→ Set exercise 1: Quote the passage of the Social Security filing article between "To put it simply, if" and "the fun starts.", inclusive.

→ Reading text:
I often get asked: “Joe, should I file early at age 62, or at full retirement age (FRA), or delay to age 70?” My response is always the same. I know you can’t see me, but imagine me saying this with a big smile on face: “Tell me when you are going to die.”
Most people are taken aback for a second and are like, “What did you say?” Then I explain that part of figuring out when to file is based on your life expectancy. If you are very healthy, your family history is such that both of your parents lived well into their 90s, and you can afford to delay until age 70 (the key word being afford, more on this later in the article), than you should.
To put it simply, if you are going to pass away before age 70, start taking your benefits at age 62. If you live well past age 80, delaying benefits to age 70 is the way to go. For most things in life the reality probably lies somewhere in-between, and that is when all the fun starts.
This section of the article is specifically for single individual filers — single individual assumes that no one else can receive benefits based on the single’s earnings record. If you are married, please also pay specific attention to the section that speaks about couples benefits.
To make things simpler to understand, the concept we are going to assume in this analysis is that your full retirement age is 67.
If you start benefits at age 62, your benefits will be reduced by 30%! Yes, you read that correctly: 30%. Here is the breakdown according to SSA.gov:
- Age 62 is approximately 30%.

→ Set exercise 2: Give back only the lines of the records between the first line and the line holding "[[[87,82],[0,83],[13,85],[222,85],[216,80],[93,80]]]", inclusive, with "distant mountain range" changed to "far-off mountain ridge" and nothing else altered.

→ Data to use:
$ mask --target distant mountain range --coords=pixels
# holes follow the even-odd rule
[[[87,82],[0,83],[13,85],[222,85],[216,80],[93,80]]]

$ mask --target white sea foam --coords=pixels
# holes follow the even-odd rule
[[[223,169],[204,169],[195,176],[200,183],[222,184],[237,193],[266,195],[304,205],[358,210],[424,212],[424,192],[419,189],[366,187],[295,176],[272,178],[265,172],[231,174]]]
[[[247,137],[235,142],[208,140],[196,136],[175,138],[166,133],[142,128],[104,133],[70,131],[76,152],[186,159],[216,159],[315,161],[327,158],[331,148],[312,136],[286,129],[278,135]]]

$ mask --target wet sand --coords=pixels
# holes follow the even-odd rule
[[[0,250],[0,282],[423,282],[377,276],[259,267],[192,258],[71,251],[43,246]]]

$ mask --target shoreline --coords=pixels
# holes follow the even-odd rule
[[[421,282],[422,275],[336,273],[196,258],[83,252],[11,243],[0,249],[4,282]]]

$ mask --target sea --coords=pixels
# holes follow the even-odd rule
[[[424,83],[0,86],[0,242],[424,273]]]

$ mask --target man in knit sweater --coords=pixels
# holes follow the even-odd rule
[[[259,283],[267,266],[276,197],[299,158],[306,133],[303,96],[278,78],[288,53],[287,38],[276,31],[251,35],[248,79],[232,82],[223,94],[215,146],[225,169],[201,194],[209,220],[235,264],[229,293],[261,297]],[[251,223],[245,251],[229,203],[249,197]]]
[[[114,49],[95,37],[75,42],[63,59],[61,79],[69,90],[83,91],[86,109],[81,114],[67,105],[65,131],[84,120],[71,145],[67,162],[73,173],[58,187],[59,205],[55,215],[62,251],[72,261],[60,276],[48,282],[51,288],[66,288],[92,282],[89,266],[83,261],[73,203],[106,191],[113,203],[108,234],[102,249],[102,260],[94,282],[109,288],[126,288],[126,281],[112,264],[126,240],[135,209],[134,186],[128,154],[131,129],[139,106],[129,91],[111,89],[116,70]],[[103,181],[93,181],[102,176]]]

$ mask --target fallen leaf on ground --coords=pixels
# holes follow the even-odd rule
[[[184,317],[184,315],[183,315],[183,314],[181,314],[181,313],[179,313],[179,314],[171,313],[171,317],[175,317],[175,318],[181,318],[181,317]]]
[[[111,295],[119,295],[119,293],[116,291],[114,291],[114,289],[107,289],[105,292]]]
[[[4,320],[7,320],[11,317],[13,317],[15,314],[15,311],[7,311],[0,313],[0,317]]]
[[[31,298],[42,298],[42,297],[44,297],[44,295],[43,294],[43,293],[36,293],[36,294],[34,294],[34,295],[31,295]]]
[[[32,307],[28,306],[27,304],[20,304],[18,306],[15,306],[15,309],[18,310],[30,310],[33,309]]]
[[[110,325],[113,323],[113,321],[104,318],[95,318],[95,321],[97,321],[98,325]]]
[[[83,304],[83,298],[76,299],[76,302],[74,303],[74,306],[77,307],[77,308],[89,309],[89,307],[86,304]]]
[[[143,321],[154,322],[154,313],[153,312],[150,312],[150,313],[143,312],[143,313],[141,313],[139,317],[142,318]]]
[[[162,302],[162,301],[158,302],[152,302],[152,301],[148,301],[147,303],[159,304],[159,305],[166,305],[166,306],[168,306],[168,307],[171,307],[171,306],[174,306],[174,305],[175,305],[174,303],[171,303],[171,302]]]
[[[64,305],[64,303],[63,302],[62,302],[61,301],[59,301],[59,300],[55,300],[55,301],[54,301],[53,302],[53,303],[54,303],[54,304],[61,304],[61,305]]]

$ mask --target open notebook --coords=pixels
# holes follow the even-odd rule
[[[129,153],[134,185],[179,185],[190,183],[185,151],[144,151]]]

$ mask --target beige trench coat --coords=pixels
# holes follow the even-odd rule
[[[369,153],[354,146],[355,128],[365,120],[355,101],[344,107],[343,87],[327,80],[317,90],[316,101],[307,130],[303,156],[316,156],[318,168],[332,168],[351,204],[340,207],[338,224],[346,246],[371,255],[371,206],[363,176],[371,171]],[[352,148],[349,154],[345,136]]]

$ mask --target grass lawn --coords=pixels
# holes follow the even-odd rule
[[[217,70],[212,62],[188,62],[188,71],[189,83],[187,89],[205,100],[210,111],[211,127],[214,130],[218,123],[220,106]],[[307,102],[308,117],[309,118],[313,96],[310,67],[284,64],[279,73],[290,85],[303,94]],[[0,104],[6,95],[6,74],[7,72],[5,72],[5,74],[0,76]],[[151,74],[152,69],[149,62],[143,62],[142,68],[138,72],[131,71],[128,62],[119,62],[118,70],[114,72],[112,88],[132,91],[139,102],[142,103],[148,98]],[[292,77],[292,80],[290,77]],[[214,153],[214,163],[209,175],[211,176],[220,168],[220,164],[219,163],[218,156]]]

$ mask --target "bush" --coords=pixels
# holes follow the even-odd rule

→ Full solution 1:
To put it simply, if you are going to pass away before age 70, start taking your benefits at age 62. If you live well past age 80, delaying benefits to age 70 is the way to go. For most things in life the reality probably lies somewhere in-between, and that is when all the fun starts.

→ Full solution 2:
$ mask --target far-off mountain ridge --coords=pixels
# holes follow the even-odd rule
[[[87,82],[0,83],[13,85],[222,85],[216,80],[93,80]]]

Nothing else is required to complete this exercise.